■ Source extract ■
━━━━━━━━━━━━━━━━━━━━━━━━━━━━━━
When you inactivate an SLA, you are prompted with the following message to confirm you want to disable the rule: This action will disable the SLA, which will exclude it from new incidents and terminate active clocks.
Delete an SLA
SolarWinds recommends that you not delete any SLAs. Instead, toggle them on or off.
If you attempt to delete an SLA, SWSD will prompt you with the following:
This action will permanently delete the SLA which will exclude it from all reports and new incidents, and terminate active clocks.
SLA rule fields
Name*
The name field is a label. Create a name that indicates the service level for internal service providers. To help with reporting, ensure the name is unique from other SLA names. You might want to create an SLA for the expectation that tickets are assigned to agents within a specified amount of time. So you could name the SLA to match the target.
Define Target
The target is the metric, action, or activity you are measuring against. Define the operation you expect your service agents to perform within an allotted period of time. In the image below the target is Not assigned, and you can set your own expected time, for example, within 30 minutes. In this instance, the breach would occur if the ticket were not assigned within 30 minutes of creation.
The targets include:
- Not assigned
- Not commented
- Not resolved
- No actions taken*
- No state change
* The following criteria is considered an action taken on an incident:
- An update was made to any field on the ticket
- Any task in any state exists on the ticket
- An automation rule ran its actions on the incident
Use Business Hours
In addition to defining a target, you can set the SLA to follow your organization’s business hours, that is, the hours your organization provides support. For example, do you have a set of business hours that are used for the entire organization, or do you have different hours for each site? Are your business hours set to specific hours of the day or do they include the whole day? See Business hours for more information.
━━━━━━━━━━━━━━━━━━━━━━━━━━━━━━
■ Dataset section ■
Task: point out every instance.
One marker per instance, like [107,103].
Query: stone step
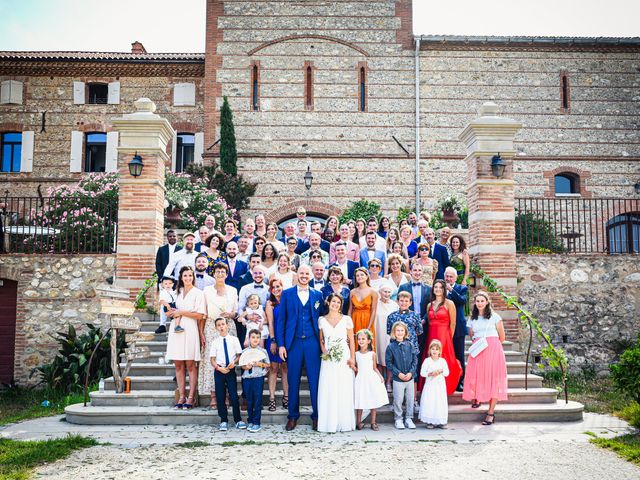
━━━━━━━━━━━━━━━━━━━━━━━━━━━━━━
■ Exercise set ■
1. List every target that the SLA guide says an SLA rule can measure against.
2. Pick up the SLA guide where it stops and carry it on.
The lines play no part in this.

■ Written responses ■
1.
- Not assigned
- Not commented
- Not resolved
- No actions taken
- No state change

2.
Suspend SLA time for all states to which SLA does not apply
You can also elect to suspend the SLA timer during certain states of inactivity. For example, if an incident is in the Awaiting Customer Input state, you may not want that incident to breach the SLA.
See Incident lifecycle from creation to resolution or close for a list of out-of-the-box states. See also Custom states.
Set Timer Indication Threshold
In an SLA, you can configure the Set Timer Indication Threshold settings to warn you before an upcoming breach. The Initial Pre-Breach Indication setting ensures you have sufficient time to address the incident prior to a breach. The Final Pre-Breach Indication setting reflects when the breach will occur (based on the site or account).
The final pre-breach indication cannot use a measure of time larger than the initial pre-breach indication. If that occurs, the data entry field changes to red.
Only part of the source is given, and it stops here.